(Data items)
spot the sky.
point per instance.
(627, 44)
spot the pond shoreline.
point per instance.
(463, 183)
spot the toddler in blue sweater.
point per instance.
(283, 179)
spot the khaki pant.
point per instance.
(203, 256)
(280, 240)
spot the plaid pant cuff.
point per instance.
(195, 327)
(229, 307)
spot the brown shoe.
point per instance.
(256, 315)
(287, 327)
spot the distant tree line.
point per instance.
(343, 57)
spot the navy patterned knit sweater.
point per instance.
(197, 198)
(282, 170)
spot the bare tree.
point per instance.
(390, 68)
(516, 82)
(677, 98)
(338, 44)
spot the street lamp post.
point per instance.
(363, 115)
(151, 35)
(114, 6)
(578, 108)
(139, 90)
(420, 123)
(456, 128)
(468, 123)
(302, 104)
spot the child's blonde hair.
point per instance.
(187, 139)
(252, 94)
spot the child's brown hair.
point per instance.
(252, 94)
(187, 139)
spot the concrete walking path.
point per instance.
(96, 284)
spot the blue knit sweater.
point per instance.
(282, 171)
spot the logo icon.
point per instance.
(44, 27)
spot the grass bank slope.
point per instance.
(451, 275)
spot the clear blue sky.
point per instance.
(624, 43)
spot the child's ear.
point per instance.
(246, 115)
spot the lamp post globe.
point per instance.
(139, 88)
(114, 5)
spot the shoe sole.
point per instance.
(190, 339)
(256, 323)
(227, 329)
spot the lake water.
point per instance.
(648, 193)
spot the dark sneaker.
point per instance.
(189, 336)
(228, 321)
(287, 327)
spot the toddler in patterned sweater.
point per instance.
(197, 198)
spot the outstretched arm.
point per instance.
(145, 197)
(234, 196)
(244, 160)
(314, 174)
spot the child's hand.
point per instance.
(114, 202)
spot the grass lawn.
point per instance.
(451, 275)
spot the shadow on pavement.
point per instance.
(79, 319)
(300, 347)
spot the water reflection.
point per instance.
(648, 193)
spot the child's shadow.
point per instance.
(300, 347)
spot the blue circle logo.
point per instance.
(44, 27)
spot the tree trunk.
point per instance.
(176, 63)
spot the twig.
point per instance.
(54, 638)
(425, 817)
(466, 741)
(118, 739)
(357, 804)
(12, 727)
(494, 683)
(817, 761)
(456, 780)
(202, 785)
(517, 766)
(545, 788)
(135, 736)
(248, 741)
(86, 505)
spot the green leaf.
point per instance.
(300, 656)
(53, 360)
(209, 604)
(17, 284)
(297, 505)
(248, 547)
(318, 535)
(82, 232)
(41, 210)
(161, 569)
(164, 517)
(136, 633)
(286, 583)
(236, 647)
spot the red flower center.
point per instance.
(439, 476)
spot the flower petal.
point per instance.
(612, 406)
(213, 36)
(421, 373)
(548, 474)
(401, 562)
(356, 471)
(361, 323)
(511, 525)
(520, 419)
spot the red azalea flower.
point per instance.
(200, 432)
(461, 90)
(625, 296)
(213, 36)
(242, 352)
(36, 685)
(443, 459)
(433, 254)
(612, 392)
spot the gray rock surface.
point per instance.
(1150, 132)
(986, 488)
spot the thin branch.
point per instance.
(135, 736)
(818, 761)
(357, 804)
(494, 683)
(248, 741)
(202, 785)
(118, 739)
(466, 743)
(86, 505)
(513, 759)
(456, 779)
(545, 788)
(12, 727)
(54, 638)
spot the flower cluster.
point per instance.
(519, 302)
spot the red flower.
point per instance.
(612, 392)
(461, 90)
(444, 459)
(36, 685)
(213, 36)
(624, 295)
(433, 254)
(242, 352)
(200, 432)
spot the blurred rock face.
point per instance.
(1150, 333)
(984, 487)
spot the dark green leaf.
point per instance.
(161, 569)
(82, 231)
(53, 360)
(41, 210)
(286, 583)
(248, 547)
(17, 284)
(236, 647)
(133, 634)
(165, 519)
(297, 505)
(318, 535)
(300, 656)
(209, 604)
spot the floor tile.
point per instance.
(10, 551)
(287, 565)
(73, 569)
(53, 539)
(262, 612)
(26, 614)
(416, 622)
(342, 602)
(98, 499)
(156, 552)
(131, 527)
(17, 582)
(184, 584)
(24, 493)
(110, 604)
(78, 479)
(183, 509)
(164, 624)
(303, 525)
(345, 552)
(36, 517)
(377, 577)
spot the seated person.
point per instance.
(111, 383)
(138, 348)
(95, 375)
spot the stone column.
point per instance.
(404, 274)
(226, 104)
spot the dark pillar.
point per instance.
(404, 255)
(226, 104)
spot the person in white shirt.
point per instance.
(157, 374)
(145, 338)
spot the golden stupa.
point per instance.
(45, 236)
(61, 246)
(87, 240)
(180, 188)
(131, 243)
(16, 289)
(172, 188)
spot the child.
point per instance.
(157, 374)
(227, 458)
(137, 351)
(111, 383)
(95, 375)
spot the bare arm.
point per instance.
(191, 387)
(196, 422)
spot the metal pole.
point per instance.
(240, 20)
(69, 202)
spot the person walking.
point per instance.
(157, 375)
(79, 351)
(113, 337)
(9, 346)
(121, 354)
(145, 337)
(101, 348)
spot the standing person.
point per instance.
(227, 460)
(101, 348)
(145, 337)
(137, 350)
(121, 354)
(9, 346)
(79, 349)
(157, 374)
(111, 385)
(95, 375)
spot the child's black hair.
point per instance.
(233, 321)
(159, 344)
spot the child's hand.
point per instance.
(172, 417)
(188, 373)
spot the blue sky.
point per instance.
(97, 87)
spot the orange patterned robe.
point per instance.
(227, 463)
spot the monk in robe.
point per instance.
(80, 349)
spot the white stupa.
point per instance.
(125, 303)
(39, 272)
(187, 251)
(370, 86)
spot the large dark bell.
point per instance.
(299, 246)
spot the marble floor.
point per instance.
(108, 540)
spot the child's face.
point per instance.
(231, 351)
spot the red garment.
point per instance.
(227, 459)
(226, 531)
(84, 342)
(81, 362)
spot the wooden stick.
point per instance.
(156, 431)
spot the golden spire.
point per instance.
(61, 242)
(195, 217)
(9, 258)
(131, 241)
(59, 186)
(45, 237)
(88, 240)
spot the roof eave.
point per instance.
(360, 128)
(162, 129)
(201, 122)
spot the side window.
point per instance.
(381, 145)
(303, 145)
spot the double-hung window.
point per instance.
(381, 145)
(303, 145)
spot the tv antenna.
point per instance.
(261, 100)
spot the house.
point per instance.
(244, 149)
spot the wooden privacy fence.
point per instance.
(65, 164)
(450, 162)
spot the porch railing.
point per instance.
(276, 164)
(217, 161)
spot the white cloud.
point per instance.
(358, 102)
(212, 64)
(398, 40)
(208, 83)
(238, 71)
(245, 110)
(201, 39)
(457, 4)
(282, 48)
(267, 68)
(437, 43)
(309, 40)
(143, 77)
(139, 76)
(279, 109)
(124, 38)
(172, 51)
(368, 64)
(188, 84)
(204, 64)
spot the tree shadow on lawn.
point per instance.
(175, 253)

- _What you will do_: Scan the preceding records line by line, and state how many lines contain "water". Nothing else belongs in the answer.

- _Response to the task_: 2